- **INSTRUCTIONS FOR THE TASK**: In the forum thread on pressure points, which saying does DavidCC give as one of their favorites?

Well said sir. If a person understands martial postures, and executes techniques built around an anatomical model that considers these things, than "pressure points," "nerve cavities" access is a byproduct of the execution that will take care of itself.


----------



## MJS (Nov 9, 2005)

DavidCC said:
			
		

> If I can hit your arm in such a way that the muscles of your hand spasm then being drunk is not going to prevent it from doing so, even if it doesn't cross your pain threshold. For techniques that rely on the inflicted pain to make them do someting, then you are correct drugs or even a state of mind can nullify that. But there are some types of reaction that are not nullified by being oblivious to pain.


 
I agree!!  Even if they don't acheive the desired goal, getting some sort of reaction can be enough to buy you time to do something else.

Mike


----------



## DavidCC (Nov 10, 2005)

MJS said:
			
		

> I agree!! Even if they don't acheive the desired goal, getting some sort of reaction can be enough to buy you time to do something else.
> 
> Mike


 
we keep our exepctations low, the desired goal IS just a momentary reaction (that we can exploit).

One of our favorite sayings is: "That won't leave a mark, but it will make an impression"


----------



## Eric Daniel (Nov 15, 2005)

I think  that pressure points can be used and studied and practiced but you have to be an expert at pressure point (I think) to be able to use them on the street because when you get into a "real" fight situation there will be adrenaline that needs to come into your thought too. If the attacker has an addrenaline rush or is high on some sort of drug or is drunk, I don't think pressure points will be effective in those situations. Just because they may or may not work doesn't mean you have to not use them. "Use what you got, when you got it." You should incorporate other things into pressure point training and not always rely on them.

- **DATASET ENTRIES**:
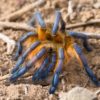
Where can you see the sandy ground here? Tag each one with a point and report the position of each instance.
(74, 74)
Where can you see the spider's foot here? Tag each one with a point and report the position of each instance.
(85, 64)
(55, 82)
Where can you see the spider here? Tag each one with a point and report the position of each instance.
(53, 44)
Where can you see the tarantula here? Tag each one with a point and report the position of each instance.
(55, 46)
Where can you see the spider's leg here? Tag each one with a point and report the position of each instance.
(58, 69)
(24, 69)
(38, 73)
(39, 19)
(50, 67)
(56, 23)
(83, 37)
(19, 44)
(22, 58)
(85, 64)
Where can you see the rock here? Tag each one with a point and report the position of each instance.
(78, 93)
(86, 15)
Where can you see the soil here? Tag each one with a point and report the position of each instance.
(73, 74)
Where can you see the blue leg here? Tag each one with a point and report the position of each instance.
(56, 23)
(22, 58)
(85, 64)
(55, 80)
(84, 38)
(40, 71)
(24, 69)
(19, 44)
(50, 67)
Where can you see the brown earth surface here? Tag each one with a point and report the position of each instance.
(73, 74)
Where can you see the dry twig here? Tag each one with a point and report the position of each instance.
(16, 25)
(23, 10)
(26, 27)
(95, 21)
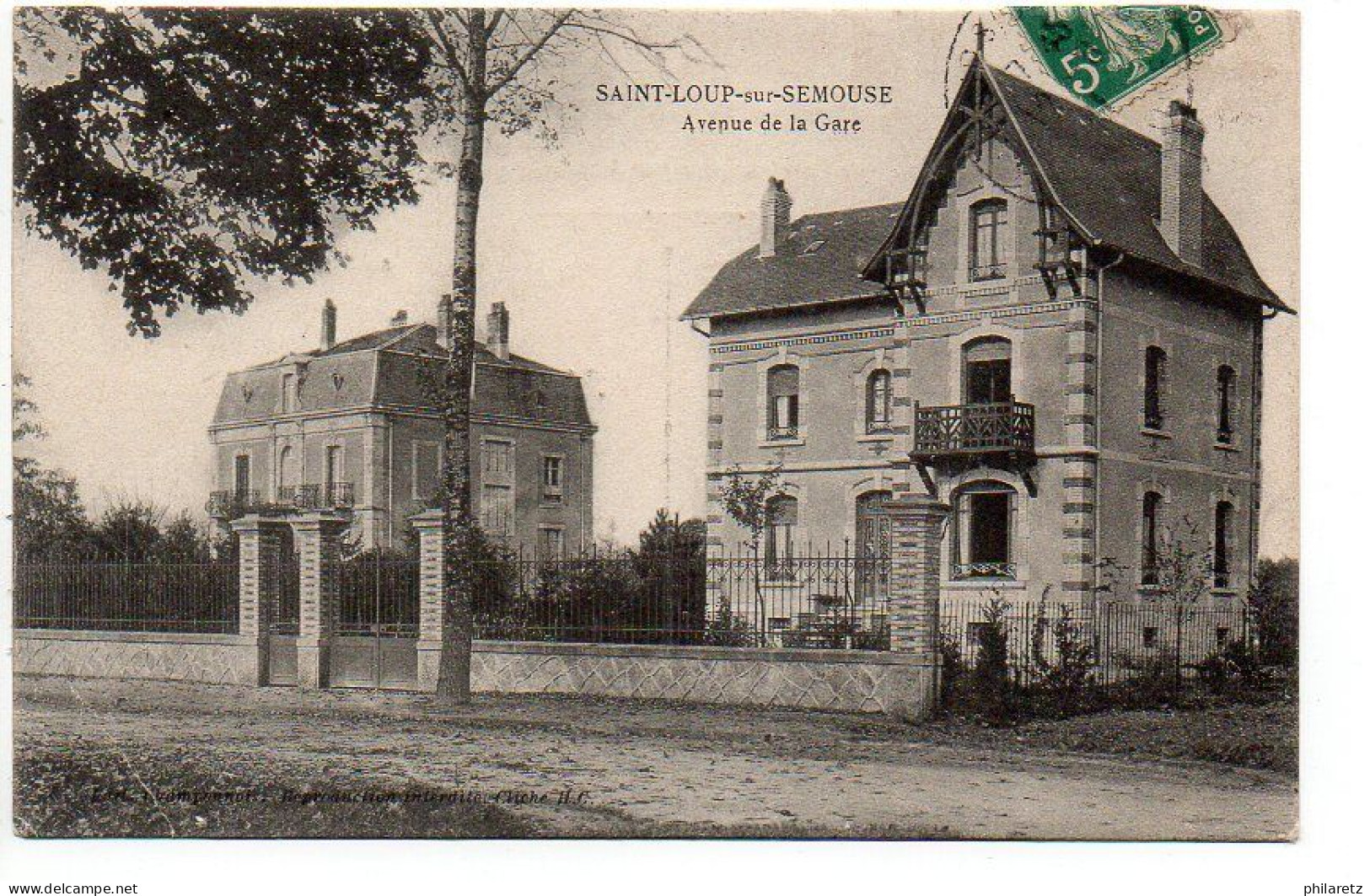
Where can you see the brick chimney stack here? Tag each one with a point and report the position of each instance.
(776, 204)
(497, 330)
(444, 322)
(329, 329)
(1181, 182)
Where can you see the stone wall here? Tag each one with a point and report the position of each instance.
(218, 659)
(851, 681)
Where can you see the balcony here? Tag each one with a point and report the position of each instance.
(239, 503)
(966, 431)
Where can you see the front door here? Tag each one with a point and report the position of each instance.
(873, 541)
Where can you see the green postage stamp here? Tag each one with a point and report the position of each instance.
(1104, 54)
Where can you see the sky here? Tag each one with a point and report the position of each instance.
(599, 243)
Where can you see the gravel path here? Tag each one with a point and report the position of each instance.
(657, 768)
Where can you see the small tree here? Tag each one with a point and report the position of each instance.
(747, 501)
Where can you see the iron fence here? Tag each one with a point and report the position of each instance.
(1125, 640)
(127, 596)
(379, 596)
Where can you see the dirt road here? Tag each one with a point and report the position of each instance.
(648, 769)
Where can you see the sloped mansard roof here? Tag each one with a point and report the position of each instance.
(394, 369)
(1104, 175)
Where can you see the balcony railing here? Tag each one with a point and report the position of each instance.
(232, 504)
(975, 429)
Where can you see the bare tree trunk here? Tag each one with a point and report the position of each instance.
(454, 677)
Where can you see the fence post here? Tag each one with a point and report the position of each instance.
(259, 551)
(320, 541)
(429, 526)
(914, 592)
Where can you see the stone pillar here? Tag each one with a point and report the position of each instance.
(259, 551)
(916, 525)
(429, 526)
(320, 541)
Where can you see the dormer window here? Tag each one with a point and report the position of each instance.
(288, 392)
(988, 234)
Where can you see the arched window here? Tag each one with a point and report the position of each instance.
(988, 239)
(1222, 545)
(877, 402)
(782, 402)
(984, 543)
(1154, 403)
(782, 519)
(1151, 539)
(1227, 380)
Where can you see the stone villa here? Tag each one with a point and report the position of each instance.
(350, 427)
(1056, 333)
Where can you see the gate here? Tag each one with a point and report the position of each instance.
(376, 641)
(284, 629)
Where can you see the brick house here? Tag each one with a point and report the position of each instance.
(351, 427)
(1056, 333)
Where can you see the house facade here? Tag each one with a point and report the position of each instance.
(1056, 333)
(352, 427)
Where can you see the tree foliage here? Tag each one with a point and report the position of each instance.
(182, 151)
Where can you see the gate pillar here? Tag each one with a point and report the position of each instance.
(318, 539)
(429, 526)
(916, 523)
(259, 551)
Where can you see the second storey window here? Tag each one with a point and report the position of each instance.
(988, 236)
(1222, 545)
(782, 402)
(1151, 539)
(552, 480)
(1154, 402)
(1227, 380)
(877, 402)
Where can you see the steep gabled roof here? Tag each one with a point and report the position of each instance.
(818, 262)
(1104, 177)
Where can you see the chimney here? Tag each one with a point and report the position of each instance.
(329, 330)
(774, 217)
(444, 322)
(497, 330)
(1181, 182)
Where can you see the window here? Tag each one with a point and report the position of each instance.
(551, 545)
(877, 402)
(425, 470)
(988, 234)
(287, 475)
(1221, 545)
(497, 510)
(1227, 380)
(1150, 539)
(782, 402)
(552, 479)
(782, 518)
(288, 392)
(497, 460)
(986, 372)
(1154, 410)
(241, 475)
(333, 475)
(984, 532)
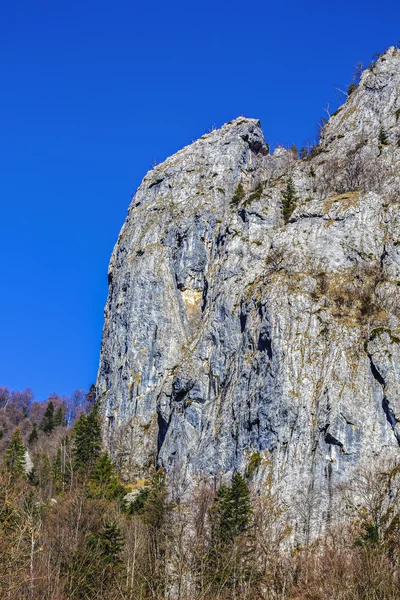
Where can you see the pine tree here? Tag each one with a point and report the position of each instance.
(47, 424)
(33, 436)
(289, 201)
(109, 544)
(59, 417)
(14, 456)
(103, 481)
(61, 467)
(229, 557)
(87, 440)
(232, 509)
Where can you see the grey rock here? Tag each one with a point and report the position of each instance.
(228, 332)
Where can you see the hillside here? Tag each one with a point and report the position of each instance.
(253, 308)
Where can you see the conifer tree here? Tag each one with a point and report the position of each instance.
(14, 456)
(103, 481)
(232, 509)
(47, 424)
(289, 201)
(229, 557)
(109, 543)
(33, 436)
(59, 417)
(87, 440)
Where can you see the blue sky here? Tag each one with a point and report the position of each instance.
(92, 93)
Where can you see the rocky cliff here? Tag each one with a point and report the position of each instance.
(253, 308)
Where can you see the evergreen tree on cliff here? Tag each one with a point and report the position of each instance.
(14, 456)
(87, 440)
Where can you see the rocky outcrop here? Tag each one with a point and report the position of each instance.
(231, 333)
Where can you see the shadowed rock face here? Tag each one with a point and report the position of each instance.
(229, 332)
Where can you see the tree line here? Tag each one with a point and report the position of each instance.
(71, 529)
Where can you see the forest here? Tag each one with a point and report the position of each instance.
(70, 528)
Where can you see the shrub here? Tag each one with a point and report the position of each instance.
(382, 137)
(352, 88)
(289, 201)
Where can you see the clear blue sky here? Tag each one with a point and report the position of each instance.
(92, 92)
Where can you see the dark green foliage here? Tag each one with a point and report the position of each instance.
(156, 506)
(59, 417)
(47, 425)
(303, 153)
(238, 195)
(103, 481)
(33, 436)
(229, 561)
(87, 440)
(382, 137)
(108, 544)
(232, 509)
(289, 201)
(254, 463)
(137, 506)
(256, 194)
(95, 566)
(352, 88)
(14, 456)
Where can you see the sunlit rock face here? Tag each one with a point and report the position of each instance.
(229, 332)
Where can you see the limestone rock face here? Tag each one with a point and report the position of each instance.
(229, 331)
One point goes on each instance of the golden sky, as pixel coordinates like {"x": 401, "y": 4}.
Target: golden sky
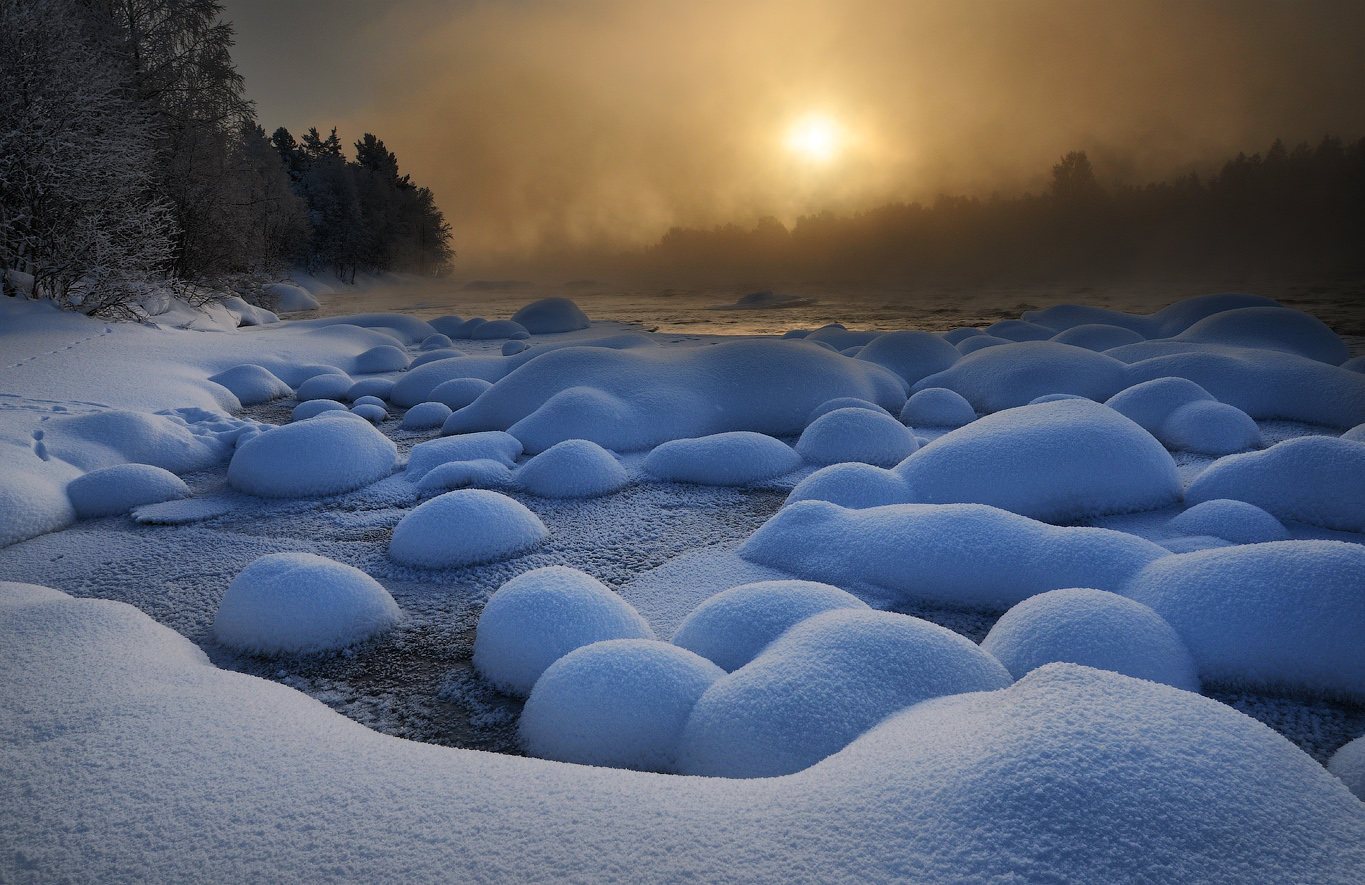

- **EXERCISE RESULT**: "That won't leave a mark, but it will make an impression"